## What is needed
From the line containing "Query: main landing gear" down to the line containing "Query: spectator in stands", copy out the entries below exactly, both lines included, and nothing else; pictures do not belong in the copy.

## Stored data entries
====
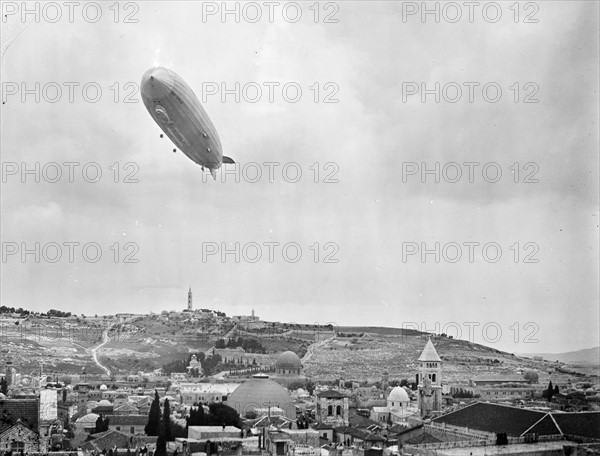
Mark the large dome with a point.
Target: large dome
(288, 363)
(531, 376)
(261, 392)
(398, 395)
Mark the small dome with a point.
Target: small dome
(398, 395)
(261, 392)
(531, 376)
(90, 418)
(288, 361)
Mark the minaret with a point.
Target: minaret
(429, 380)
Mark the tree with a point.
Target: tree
(196, 417)
(101, 425)
(550, 391)
(161, 441)
(167, 421)
(153, 425)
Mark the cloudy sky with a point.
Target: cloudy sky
(376, 213)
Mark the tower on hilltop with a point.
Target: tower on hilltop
(429, 380)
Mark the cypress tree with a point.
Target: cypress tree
(167, 421)
(153, 425)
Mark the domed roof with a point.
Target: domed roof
(90, 418)
(288, 360)
(261, 392)
(398, 395)
(531, 376)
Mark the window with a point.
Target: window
(17, 445)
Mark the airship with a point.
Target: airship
(178, 112)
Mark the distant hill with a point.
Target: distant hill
(588, 355)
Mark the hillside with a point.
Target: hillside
(585, 356)
(127, 344)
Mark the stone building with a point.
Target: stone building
(429, 380)
(332, 408)
(19, 437)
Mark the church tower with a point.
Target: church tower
(429, 380)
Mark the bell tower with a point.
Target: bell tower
(429, 380)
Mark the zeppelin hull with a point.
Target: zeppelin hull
(176, 109)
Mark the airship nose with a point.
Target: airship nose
(157, 83)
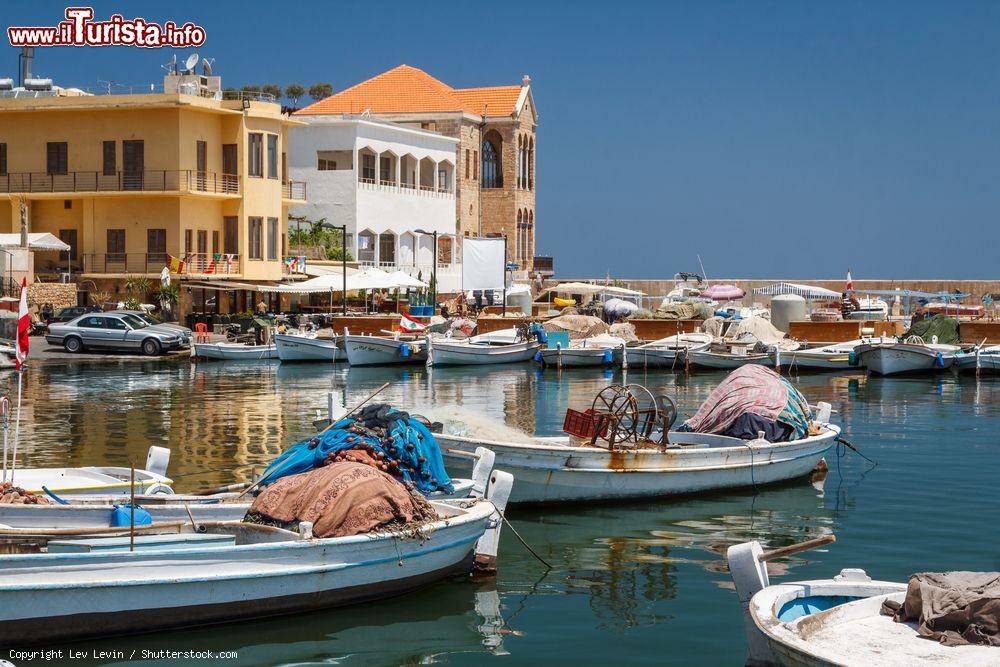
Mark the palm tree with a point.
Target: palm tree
(320, 91)
(294, 91)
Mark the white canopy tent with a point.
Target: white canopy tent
(36, 241)
(590, 288)
(805, 291)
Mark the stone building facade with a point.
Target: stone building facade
(495, 157)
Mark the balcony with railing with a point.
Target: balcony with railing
(149, 180)
(295, 190)
(152, 263)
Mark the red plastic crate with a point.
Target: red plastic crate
(587, 425)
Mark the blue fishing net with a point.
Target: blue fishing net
(406, 447)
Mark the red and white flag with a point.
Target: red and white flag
(409, 325)
(23, 325)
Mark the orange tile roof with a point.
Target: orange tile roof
(406, 89)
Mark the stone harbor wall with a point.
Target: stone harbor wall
(60, 295)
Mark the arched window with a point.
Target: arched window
(492, 174)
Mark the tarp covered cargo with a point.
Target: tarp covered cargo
(750, 398)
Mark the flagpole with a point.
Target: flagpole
(17, 426)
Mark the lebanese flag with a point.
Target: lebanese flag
(23, 325)
(408, 324)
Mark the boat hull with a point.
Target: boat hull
(581, 357)
(233, 352)
(728, 361)
(458, 354)
(381, 351)
(301, 348)
(903, 358)
(555, 473)
(50, 598)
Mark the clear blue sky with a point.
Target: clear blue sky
(775, 139)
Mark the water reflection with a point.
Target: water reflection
(433, 626)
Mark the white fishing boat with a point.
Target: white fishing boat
(366, 350)
(870, 308)
(603, 350)
(95, 511)
(667, 352)
(892, 357)
(979, 359)
(97, 479)
(233, 571)
(829, 357)
(235, 351)
(836, 621)
(307, 346)
(479, 350)
(628, 457)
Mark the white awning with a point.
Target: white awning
(36, 241)
(590, 288)
(805, 291)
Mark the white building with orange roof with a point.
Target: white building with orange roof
(494, 129)
(393, 186)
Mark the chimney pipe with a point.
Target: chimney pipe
(26, 58)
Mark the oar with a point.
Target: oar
(793, 549)
(328, 427)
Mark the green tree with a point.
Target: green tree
(294, 91)
(272, 89)
(320, 91)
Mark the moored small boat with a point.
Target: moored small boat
(366, 350)
(667, 352)
(232, 571)
(601, 350)
(892, 357)
(97, 479)
(981, 359)
(829, 357)
(235, 351)
(444, 352)
(837, 621)
(307, 347)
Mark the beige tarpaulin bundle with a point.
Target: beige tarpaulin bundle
(578, 326)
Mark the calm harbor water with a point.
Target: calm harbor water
(638, 583)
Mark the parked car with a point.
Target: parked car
(67, 314)
(184, 332)
(107, 331)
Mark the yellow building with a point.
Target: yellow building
(131, 180)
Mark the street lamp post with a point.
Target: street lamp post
(433, 270)
(343, 260)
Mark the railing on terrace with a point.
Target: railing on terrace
(542, 264)
(145, 262)
(392, 186)
(293, 190)
(150, 180)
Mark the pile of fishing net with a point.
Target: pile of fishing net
(15, 495)
(577, 326)
(752, 399)
(940, 325)
(340, 499)
(392, 441)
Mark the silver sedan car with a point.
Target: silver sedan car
(112, 331)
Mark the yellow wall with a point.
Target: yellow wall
(170, 127)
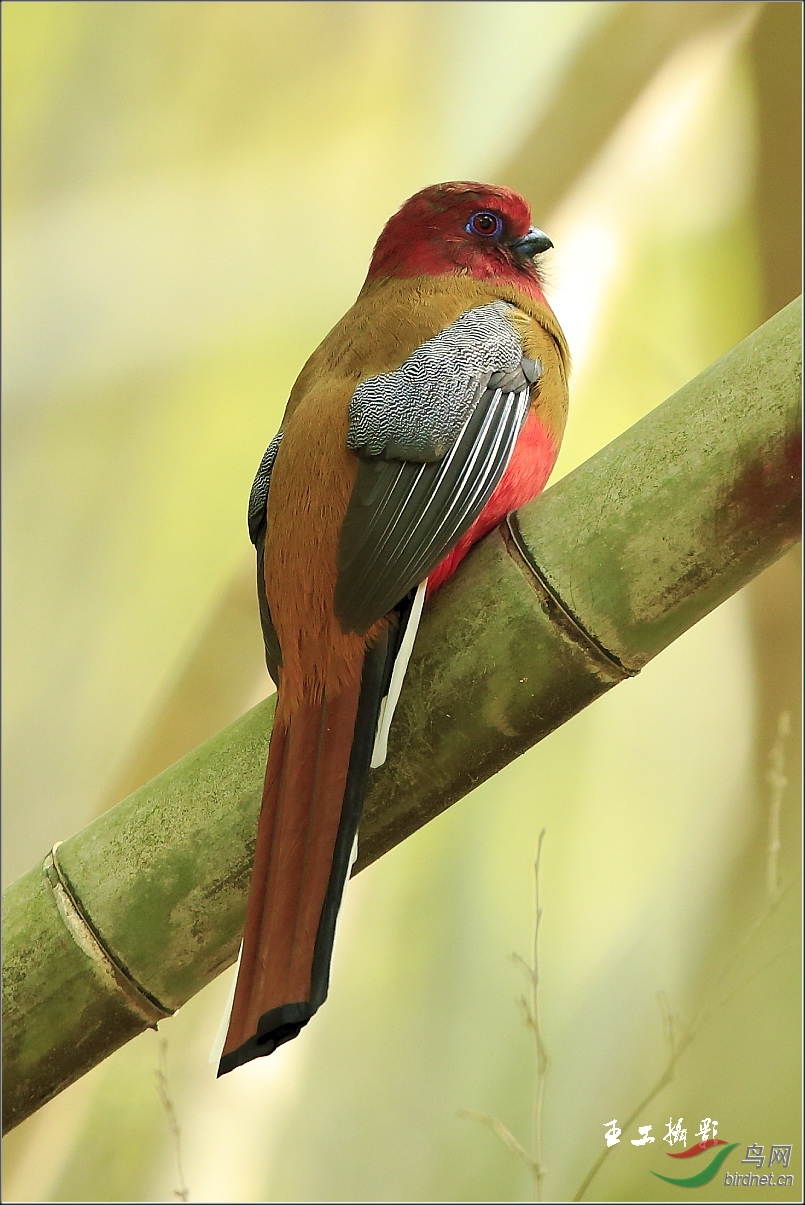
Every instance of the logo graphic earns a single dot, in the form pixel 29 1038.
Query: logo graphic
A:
pixel 706 1174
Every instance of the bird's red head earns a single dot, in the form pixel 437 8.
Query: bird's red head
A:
pixel 469 228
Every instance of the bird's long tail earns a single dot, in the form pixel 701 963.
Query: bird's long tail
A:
pixel 312 797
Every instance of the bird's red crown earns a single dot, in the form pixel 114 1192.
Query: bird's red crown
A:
pixel 476 229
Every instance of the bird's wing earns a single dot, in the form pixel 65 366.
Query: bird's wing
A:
pixel 257 527
pixel 434 439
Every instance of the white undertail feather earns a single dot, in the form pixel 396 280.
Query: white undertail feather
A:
pixel 387 709
pixel 388 705
pixel 221 1036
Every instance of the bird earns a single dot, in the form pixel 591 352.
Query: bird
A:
pixel 434 407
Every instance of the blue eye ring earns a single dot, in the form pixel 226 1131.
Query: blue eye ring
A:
pixel 486 224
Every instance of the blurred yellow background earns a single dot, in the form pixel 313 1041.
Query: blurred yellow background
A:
pixel 192 193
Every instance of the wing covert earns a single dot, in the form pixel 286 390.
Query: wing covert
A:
pixel 415 497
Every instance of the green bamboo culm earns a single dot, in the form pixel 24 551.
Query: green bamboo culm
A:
pixel 124 922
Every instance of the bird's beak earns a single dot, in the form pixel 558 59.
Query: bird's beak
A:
pixel 532 244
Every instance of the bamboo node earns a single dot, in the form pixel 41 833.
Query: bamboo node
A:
pixel 117 976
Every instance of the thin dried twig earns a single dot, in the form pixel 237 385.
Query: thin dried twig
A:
pixel 182 1192
pixel 680 1035
pixel 777 780
pixel 532 1017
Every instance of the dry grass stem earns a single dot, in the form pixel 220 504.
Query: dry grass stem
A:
pixel 182 1192
pixel 530 1010
pixel 680 1035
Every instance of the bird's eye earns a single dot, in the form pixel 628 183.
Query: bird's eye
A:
pixel 486 224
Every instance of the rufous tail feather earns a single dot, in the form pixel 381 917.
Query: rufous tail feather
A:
pixel 312 795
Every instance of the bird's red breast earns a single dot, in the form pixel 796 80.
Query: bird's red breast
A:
pixel 433 407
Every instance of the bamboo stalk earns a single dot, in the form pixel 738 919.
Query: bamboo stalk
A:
pixel 134 915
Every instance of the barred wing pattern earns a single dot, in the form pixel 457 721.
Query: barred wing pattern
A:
pixel 430 457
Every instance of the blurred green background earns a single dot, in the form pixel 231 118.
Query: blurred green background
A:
pixel 192 193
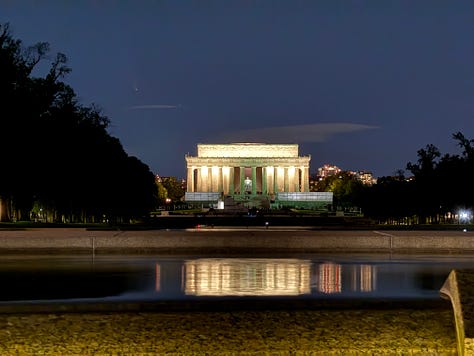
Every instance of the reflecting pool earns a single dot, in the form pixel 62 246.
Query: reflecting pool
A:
pixel 148 278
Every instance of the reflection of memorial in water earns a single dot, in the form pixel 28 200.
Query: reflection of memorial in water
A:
pixel 331 278
pixel 247 277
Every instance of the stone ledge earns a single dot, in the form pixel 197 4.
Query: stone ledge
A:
pixel 459 288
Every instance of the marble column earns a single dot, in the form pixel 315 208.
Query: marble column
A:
pixel 305 178
pixel 209 179
pixel 242 180
pixel 220 180
pixel 254 180
pixel 275 180
pixel 190 180
pixel 264 180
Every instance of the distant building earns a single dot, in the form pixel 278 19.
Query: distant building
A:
pixel 255 174
pixel 328 170
pixel 365 177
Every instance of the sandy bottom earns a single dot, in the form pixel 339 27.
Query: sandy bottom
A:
pixel 301 332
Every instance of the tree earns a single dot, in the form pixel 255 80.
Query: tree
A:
pixel 57 153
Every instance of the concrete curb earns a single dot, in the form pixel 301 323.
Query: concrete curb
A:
pixel 231 240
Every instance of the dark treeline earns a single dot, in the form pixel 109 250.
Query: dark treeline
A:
pixel 439 187
pixel 58 162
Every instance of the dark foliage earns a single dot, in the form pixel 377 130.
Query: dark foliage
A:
pixel 58 160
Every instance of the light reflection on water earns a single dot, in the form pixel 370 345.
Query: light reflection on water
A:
pixel 274 277
pixel 175 278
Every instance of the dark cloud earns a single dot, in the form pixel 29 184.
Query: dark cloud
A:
pixel 294 133
pixel 152 107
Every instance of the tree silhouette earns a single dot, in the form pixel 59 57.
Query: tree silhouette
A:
pixel 57 153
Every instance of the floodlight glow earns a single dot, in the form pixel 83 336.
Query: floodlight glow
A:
pixel 464 215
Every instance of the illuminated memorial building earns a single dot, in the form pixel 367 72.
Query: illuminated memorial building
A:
pixel 260 175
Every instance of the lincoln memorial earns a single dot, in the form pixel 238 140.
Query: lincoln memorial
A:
pixel 248 171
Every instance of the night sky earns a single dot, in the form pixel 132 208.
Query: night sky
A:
pixel 359 84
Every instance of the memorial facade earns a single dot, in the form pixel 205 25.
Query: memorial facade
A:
pixel 247 169
pixel 251 172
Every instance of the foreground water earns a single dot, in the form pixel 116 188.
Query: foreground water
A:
pixel 148 278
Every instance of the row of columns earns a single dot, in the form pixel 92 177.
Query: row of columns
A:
pixel 273 179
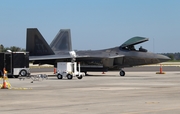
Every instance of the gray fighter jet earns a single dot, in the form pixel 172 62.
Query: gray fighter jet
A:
pixel 91 60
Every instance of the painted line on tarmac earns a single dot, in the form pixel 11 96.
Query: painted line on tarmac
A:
pixel 152 111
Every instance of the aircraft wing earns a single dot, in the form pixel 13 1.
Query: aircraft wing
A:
pixel 65 57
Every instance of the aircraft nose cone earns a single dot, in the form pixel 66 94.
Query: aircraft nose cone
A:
pixel 163 58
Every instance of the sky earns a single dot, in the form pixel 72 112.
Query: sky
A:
pixel 94 24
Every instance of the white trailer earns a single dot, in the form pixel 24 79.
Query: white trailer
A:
pixel 69 70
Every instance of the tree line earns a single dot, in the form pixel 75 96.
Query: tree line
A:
pixel 12 48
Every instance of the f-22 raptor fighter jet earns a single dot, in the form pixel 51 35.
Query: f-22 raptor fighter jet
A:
pixel 118 57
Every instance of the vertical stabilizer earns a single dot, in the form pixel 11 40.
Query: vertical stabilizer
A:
pixel 62 41
pixel 36 45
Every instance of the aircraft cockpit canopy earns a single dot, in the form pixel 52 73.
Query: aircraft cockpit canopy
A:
pixel 129 44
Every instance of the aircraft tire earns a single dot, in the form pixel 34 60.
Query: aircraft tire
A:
pixel 59 76
pixel 69 76
pixel 122 73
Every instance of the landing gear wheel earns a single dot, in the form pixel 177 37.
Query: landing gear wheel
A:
pixel 122 73
pixel 69 76
pixel 80 77
pixel 59 76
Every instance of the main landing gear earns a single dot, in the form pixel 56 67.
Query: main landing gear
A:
pixel 122 73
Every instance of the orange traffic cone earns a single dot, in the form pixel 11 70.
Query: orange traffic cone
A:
pixel 4 86
pixel 160 70
pixel 54 70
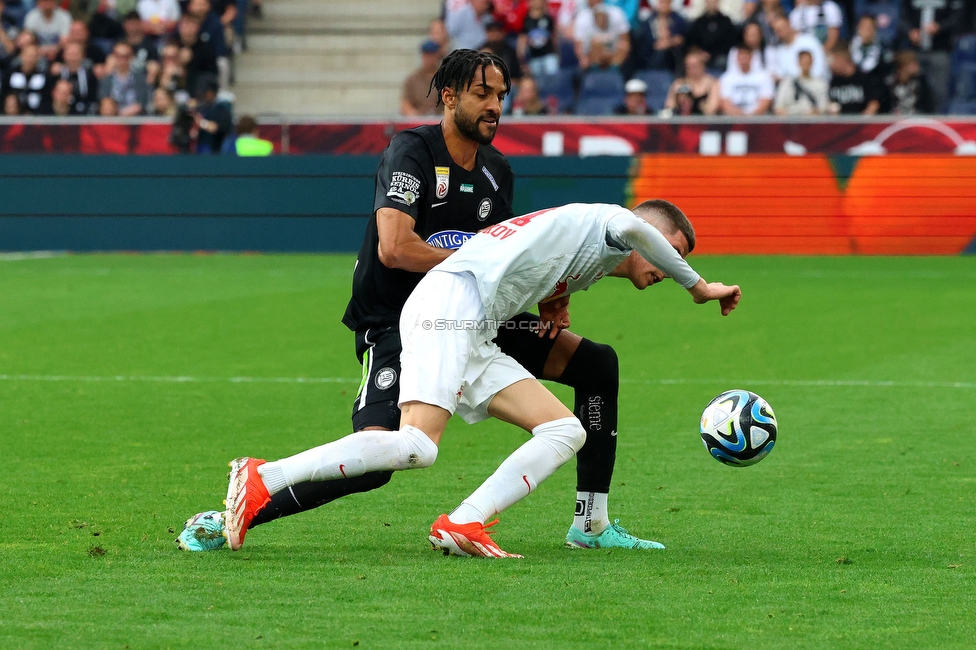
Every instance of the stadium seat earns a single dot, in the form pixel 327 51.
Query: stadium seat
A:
pixel 601 91
pixel 559 86
pixel 886 12
pixel 658 83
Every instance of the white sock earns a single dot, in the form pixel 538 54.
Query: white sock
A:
pixel 354 455
pixel 591 512
pixel 552 444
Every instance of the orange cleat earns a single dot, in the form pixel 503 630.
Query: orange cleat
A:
pixel 246 495
pixel 465 540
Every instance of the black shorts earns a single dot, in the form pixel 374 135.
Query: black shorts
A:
pixel 378 350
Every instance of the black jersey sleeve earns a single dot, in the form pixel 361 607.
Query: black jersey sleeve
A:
pixel 402 177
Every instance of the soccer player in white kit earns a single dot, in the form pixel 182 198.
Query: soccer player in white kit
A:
pixel 449 362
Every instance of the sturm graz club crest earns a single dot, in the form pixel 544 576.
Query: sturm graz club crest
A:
pixel 484 209
pixel 385 378
pixel 443 175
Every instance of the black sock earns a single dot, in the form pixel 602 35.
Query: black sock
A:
pixel 312 494
pixel 593 372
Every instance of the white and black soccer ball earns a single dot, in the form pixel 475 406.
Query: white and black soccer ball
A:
pixel 738 428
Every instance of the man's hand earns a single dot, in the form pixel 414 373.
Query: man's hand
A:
pixel 554 316
pixel 727 296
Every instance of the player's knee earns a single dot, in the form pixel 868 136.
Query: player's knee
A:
pixel 566 434
pixel 593 364
pixel 604 364
pixel 416 449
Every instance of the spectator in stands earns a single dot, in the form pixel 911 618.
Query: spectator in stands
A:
pixel 498 45
pixel 527 101
pixel 163 103
pixel 852 92
pixel 108 107
pixel 697 92
pixel 249 142
pixel 511 14
pixel 660 38
pixel 62 102
pixel 748 92
pixel 127 90
pixel 786 55
pixel 50 23
pixel 752 36
pixel 197 57
pixel 28 82
pixel 762 14
pixel 172 73
pixel 692 9
pixel 910 92
pixel 607 48
pixel 211 29
pixel 94 57
pixel 214 119
pixel 145 49
pixel 77 71
pixel 7 24
pixel 158 16
pixel 10 105
pixel 104 24
pixel 713 33
pixel 635 99
pixel 466 24
pixel 867 50
pixel 804 94
pixel 584 25
pixel 820 18
pixel 538 42
pixel 437 33
pixel 417 98
pixel 932 43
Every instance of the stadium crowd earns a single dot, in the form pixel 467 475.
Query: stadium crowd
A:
pixel 119 57
pixel 715 57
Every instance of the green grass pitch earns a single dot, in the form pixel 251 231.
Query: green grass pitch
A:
pixel 856 532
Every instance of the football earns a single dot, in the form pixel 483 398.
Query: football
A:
pixel 738 428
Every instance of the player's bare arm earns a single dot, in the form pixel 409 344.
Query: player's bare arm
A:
pixel 553 316
pixel 400 247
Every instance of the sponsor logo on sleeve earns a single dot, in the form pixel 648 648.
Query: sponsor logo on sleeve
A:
pixel 403 188
pixel 443 175
pixel 449 239
pixel 490 177
pixel 484 209
pixel 385 378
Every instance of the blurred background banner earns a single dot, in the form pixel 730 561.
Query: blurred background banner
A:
pixel 565 136
pixel 904 204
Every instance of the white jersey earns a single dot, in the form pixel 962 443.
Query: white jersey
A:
pixel 551 253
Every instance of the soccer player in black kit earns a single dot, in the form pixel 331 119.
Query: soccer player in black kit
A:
pixel 436 186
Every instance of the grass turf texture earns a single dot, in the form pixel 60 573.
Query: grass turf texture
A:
pixel 856 532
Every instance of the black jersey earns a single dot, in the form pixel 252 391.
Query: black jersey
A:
pixel 418 176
====
## Task answer
Query: main landing gear
A:
pixel 122 73
Every instance of the orange traffic cone earns a single dot, in the form pixel 11 70.
Query: orange traffic cone
A:
pixel 4 86
pixel 160 70
pixel 54 70
Every instance of the stadium seat earns a single dot, in the form pixel 327 51.
Query: stadium seat
A:
pixel 601 91
pixel 559 86
pixel 886 12
pixel 658 83
Every instance of the white sock earns a single dot, in the form pixel 538 54.
Query: white sock
A:
pixel 354 455
pixel 591 512
pixel 552 444
Every instance of the orange cleat earns a single dot, in the form pixel 503 630.
Query: orange cleat
A:
pixel 246 495
pixel 465 540
Every instance of the black shorts earns a single dot, in the form pixel 374 135.
Query: black shorts
A:
pixel 378 350
Every instance of the black jersey sleeve earns a single dot, in the form pixel 361 607.
Query: black jersey sleeve
A:
pixel 402 177
Every instance of the soccer player in white kit earns a single dot, in the form pixel 182 198.
Query: soccer player in white kit
A:
pixel 449 362
Every instance of the sturm graz club crest earns a single dot, in the form pixel 544 576.
Query: sturm graz club crest
A:
pixel 484 209
pixel 385 378
pixel 443 175
Every instance of the black sock earns a single dot, in the form pixel 602 35.
Query: black sock
A:
pixel 312 494
pixel 593 372
Every instance of the white and black soccer ball earns a single dot, in the form pixel 475 406.
Query: white and black soccer ball
A:
pixel 738 428
Every instance of the man's hand earns a single dot, in the form pixel 414 373.
Query: man's hand
A:
pixel 554 316
pixel 727 296
Every instance of the player's knee earns a single dot, in the form pixel 868 136.
Query: player's knee
A:
pixel 566 434
pixel 593 364
pixel 604 364
pixel 416 449
Every instance of the spectator in stands earns a single dot, in the form pixel 911 618.
Query: spectator in stands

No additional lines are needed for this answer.